STATED PROBLEM: Reproduce the material below verbatim, from its first line through the line containing "[(131, 145)]", inclusive of both ends.

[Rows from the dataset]

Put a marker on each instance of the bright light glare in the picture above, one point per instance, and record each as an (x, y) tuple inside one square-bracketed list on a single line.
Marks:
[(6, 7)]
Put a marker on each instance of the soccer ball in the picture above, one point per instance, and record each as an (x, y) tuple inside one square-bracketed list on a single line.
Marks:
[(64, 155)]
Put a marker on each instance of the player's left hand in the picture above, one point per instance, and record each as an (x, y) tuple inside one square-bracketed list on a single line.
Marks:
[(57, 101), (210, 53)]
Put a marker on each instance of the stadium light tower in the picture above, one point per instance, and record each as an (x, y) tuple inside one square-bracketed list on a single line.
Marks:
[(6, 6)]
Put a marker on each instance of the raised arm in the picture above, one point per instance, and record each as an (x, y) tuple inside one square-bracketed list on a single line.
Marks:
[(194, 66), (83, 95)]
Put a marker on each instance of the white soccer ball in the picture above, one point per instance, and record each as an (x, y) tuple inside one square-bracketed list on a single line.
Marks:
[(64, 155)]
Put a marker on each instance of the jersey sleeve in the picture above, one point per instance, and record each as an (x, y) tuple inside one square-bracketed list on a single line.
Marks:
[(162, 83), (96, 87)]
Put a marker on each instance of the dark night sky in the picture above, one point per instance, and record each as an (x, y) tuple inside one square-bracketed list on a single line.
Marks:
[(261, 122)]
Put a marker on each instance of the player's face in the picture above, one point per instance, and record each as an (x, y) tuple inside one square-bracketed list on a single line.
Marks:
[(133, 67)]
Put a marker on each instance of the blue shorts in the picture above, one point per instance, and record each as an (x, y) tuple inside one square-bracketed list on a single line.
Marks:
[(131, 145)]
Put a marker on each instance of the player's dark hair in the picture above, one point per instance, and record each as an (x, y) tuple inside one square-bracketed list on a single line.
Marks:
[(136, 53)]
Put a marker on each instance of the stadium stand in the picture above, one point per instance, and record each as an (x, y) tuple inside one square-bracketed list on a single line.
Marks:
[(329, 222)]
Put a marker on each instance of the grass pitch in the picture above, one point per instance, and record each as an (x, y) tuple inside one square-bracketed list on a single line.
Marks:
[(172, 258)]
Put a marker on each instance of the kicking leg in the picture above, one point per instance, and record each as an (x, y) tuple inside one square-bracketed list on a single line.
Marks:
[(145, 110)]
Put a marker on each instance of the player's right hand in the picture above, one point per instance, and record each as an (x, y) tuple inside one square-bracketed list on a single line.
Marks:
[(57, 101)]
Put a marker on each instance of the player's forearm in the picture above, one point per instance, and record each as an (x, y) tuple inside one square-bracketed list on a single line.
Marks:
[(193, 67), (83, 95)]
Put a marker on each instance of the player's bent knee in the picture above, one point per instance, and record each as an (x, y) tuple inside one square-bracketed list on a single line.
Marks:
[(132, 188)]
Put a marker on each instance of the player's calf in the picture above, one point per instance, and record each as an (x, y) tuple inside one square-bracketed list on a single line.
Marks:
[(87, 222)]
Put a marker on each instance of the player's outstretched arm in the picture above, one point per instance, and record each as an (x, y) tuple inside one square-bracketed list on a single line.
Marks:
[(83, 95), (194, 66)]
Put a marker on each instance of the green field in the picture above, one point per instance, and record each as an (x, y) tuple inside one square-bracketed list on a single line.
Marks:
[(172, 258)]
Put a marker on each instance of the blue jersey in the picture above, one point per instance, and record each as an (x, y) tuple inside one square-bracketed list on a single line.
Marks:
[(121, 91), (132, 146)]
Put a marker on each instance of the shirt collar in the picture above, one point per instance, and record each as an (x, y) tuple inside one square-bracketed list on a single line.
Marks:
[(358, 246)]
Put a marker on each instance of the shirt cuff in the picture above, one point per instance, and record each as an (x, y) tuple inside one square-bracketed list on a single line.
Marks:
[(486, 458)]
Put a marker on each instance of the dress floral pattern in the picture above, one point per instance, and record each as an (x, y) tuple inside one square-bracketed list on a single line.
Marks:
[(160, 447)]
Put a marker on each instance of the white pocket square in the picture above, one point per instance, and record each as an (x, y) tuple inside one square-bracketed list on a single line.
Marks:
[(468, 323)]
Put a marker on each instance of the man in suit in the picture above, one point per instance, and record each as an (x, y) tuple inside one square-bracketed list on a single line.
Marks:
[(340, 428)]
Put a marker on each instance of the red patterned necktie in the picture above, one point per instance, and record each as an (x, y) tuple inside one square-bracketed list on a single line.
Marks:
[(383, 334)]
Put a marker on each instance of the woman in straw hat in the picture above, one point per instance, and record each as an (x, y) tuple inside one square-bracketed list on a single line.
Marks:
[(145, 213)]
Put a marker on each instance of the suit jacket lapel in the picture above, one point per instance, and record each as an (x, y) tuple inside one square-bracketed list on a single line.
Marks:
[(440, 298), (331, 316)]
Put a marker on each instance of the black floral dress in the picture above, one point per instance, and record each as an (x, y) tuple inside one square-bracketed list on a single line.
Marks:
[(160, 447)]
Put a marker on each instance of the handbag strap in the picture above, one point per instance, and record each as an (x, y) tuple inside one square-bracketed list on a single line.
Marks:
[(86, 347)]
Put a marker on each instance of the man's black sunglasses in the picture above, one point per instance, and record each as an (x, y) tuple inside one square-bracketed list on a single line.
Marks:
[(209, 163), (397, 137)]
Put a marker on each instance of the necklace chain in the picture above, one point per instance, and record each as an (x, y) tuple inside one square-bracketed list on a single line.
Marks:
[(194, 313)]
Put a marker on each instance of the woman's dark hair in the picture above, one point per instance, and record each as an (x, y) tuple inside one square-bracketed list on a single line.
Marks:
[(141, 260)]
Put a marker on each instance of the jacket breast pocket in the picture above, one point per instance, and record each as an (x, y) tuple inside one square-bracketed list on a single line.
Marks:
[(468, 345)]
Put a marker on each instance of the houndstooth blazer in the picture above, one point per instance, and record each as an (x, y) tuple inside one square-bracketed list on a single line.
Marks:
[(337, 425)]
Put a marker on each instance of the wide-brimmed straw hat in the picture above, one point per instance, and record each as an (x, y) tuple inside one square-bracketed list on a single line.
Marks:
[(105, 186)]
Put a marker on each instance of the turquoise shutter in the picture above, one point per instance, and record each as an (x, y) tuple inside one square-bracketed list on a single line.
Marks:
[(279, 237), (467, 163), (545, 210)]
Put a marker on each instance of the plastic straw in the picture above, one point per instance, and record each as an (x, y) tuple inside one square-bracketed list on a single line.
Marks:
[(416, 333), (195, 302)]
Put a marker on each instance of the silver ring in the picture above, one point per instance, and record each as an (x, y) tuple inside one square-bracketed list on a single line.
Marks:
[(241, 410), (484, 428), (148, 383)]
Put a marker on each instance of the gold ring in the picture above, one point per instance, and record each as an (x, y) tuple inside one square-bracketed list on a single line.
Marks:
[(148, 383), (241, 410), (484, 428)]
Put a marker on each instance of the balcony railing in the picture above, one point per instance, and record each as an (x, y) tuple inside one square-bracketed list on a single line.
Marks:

SOLUTION FOR THIS PROBLEM:
Put a marker on each instance of the bright light glare in the picture above, one point per instance, and record each as an (x, y) tuple inside one square-bracketed list on a single line.
Marks:
[(6, 7)]
Put a marker on each instance of the soccer ball in the picture above, one point per instance, and record each as an (x, y) tuple inside one square-bracketed list on a single line.
Marks:
[(64, 155)]
Put a marker on each instance of the player's left hand in the picture above, one point per instance, and record each as an (x, y) tuple inside one square-bracketed list on a single line.
Marks:
[(57, 101), (210, 53)]
Put a marker on each instance of the stadium light tower in the picture above, one point per instance, and record each as an (x, y) tuple inside one square-bracketed list on a single line.
Marks:
[(6, 6)]
Put a marker on each instance of the raised arm in the picture above, one point per instance, and record each as an (x, y) tuple inside one square-bracketed list on a single line.
Marks:
[(194, 66), (83, 95)]
Put a marker on each instance of the white soccer ball in the picture above, one point per instance, and record each as an (x, y) tuple inside one square-bracketed list on a single line.
Marks:
[(64, 155)]
Put a marker on each instance of the jersey sleeve in the picture above, one point per instance, and record each as an (x, y) tuple inside one square-bracketed list on a single line.
Marks:
[(162, 83), (96, 87)]
Put a marker on each instance of the dark night sky in the picture above, one point per instance, and record each as an (x, y) tuple inside one square-bracketed list on a single line.
Marks:
[(261, 122)]
Put a marker on each instance of the player's face in the picture above, one point per instance, and record each as an (x, y) tuple inside one square-bracketed list on a single line.
Marks:
[(133, 67)]
Put a marker on each instance of the blue shorts in the picture above, one point per instance, and record each as an (x, y) tuple inside one square-bracketed list on a single line.
Marks:
[(131, 145)]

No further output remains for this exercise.